▸ **Supplied text**:
+++++

The whole disc sits on its best track. A 30 odd minute A Band romp going under the title of Afterclap as captured live in Warrington in 2007. Twelve individuals took part including a certain 14 year old Megan Fletcher-Cutts who played in the last previous A Band performance as a six month old baby.  Joincey also took part, a man whose own meanderings not only sound very similar to what Stewart Walden was doing in 1990 but who should be included on merit alone seeing as how he’s an equally peripatetic form who  has several solo modes coupled to several band projects constantly on the go. A Band stalwarts Sticky Foster, Neil Campbell and Stewart Keith [nee Stewart Walden] join forces with Dylan Bates, Dave Higginson and Jon Larder amongst others for a rawk-fest that begins with the introduction of band members and ends with a twanging jaws harp. In between it somehow manages to sound like a dodgy metal band with a trumpet player instead of a singer deliberately doing it all wrong before collapsing in on itself in utter chaos and hilarity. I can hear swannee whistles [or electronic equivalents thereof], parps and squeaks, crap guitar solos, unidentified horns, vocal noise, strange strings being plucked, scraping. The first half is pinned to a barreling heavy footed thud stomp before it disintegrates into true ‘we don’t know what we’re doing but we’re enjoying it’ A Band style um ..mess.

Afterclap is a rollicking beast of musical insanity and for sheer freedom of musical expression its up there with the best. I loved it. More archive digging please.

+++++

▸ **Supplied data**:
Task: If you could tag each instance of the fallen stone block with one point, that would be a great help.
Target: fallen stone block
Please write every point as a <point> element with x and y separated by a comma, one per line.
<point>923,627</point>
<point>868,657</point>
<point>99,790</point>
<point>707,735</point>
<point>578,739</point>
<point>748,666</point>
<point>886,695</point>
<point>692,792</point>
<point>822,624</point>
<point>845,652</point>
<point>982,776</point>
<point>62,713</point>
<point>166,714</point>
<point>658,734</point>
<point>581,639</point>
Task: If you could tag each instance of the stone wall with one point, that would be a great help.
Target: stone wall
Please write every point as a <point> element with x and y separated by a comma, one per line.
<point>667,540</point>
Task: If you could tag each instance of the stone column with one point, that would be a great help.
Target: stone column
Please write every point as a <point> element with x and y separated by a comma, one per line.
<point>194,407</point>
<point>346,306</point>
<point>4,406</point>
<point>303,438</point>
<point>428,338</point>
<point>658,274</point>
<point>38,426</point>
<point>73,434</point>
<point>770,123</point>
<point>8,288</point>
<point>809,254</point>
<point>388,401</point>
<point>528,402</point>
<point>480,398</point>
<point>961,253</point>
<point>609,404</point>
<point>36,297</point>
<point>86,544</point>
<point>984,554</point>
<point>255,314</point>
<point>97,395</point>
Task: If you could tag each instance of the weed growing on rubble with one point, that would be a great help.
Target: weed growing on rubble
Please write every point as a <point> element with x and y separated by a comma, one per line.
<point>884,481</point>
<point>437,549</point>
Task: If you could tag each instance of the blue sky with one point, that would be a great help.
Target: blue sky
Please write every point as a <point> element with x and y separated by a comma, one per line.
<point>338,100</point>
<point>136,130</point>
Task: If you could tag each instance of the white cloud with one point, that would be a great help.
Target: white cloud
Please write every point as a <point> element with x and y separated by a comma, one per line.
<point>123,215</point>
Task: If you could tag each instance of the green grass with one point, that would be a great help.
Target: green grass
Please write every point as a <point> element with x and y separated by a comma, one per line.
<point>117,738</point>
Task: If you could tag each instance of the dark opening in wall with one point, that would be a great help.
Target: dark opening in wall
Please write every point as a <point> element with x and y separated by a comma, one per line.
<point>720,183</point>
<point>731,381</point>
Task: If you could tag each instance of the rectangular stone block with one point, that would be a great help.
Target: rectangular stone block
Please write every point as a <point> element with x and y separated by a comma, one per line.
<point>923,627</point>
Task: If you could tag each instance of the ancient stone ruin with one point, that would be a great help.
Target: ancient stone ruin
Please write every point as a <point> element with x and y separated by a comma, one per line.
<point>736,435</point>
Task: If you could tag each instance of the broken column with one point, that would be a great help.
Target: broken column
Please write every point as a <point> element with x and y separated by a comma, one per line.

+++++

▸ **What is being asked**:
Answer these from the Afterclap review:
1. In what town and year was Afterclap captured live?
2. What instrument closes the performance?
3. What does the reviewer call for in the last line?

▸ **Finished answer**:
1. Warrington, 2007.
2. A twanging jaws harp.
3. More archive digging.